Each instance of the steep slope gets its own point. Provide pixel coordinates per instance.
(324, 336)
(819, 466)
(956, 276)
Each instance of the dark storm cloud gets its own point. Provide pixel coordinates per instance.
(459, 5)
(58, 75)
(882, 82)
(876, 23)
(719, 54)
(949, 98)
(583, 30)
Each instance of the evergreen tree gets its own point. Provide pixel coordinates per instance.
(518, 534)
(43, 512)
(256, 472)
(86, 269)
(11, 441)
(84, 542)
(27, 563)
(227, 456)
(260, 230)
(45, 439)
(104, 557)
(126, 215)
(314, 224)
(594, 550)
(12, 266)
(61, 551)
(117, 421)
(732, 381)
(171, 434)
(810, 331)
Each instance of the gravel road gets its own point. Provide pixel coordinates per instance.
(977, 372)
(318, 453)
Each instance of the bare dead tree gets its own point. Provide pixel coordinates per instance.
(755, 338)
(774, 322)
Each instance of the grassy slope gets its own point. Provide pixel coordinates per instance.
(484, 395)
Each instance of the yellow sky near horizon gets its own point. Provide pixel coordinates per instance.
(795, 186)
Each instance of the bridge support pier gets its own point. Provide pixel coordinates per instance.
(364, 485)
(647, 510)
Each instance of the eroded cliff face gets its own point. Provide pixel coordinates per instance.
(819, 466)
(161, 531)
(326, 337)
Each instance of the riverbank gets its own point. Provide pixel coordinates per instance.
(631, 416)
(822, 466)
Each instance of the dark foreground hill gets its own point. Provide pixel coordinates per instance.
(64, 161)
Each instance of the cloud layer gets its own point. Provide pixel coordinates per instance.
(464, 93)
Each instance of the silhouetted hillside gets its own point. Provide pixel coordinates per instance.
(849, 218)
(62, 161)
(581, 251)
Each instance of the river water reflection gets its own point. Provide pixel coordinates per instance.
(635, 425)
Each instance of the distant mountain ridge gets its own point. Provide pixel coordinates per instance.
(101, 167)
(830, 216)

====================

> **Given task**: Quote every row above word for word, keeping them in their original order.

> **Task response**:
Each instance of the steep slope gets its own point. Provide pixel coordinates per instance.
(324, 336)
(819, 466)
(956, 276)
Each instance of the dark storm cloud gets its own point. Provide pixel coordinates per instance.
(459, 5)
(58, 75)
(882, 82)
(876, 23)
(719, 54)
(949, 98)
(583, 30)
Each instance of the evergreen tree gets its own point. Provide pixel coordinates per instance.
(518, 534)
(43, 512)
(256, 472)
(86, 269)
(11, 441)
(84, 542)
(27, 563)
(227, 456)
(260, 230)
(45, 439)
(104, 557)
(126, 215)
(314, 224)
(594, 550)
(12, 266)
(61, 551)
(117, 421)
(732, 381)
(171, 434)
(810, 331)
Each instance of the gravel road gets its own point. Provide pixel coordinates per instance.
(977, 372)
(318, 453)
Each instance of the bare dead tree gets its own point. Provide pixel coordinates per instance.
(755, 338)
(774, 322)
Each instance of the grassy slope gets its own point. Provide pixel coordinates per instance.
(484, 395)
Each instance of the yellow sky near horizon gets its own point. Provide pixel coordinates per instance.
(795, 186)
Each instance of the bridge support pier gets its own point. Provide pixel coordinates per instance.
(364, 485)
(647, 510)
Each instance of the eroded cliff face gets its own point. Provide pixel coordinates per instance.
(819, 466)
(161, 531)
(326, 337)
Each instance of the riverbank gets its own point. Provide pixel coordinates per instance.
(631, 416)
(822, 466)
Each instance of the dark foreground hill gets its own point. Provide pixel coordinates per instance.
(64, 161)
Each instance of the cloud layer gets its own point. Provide pixel coordinates per instance.
(464, 93)
Each instance of the silhouetted hillside gets its own point. Provide pixel coordinates per instance.
(849, 218)
(62, 161)
(581, 251)
Each instance of the river water reflection gets its own point. Provide pixel coordinates per instance.
(635, 425)
Each instance of the distant mountain ridge gets its own point. Provide pixel coordinates per instance.
(101, 167)
(830, 216)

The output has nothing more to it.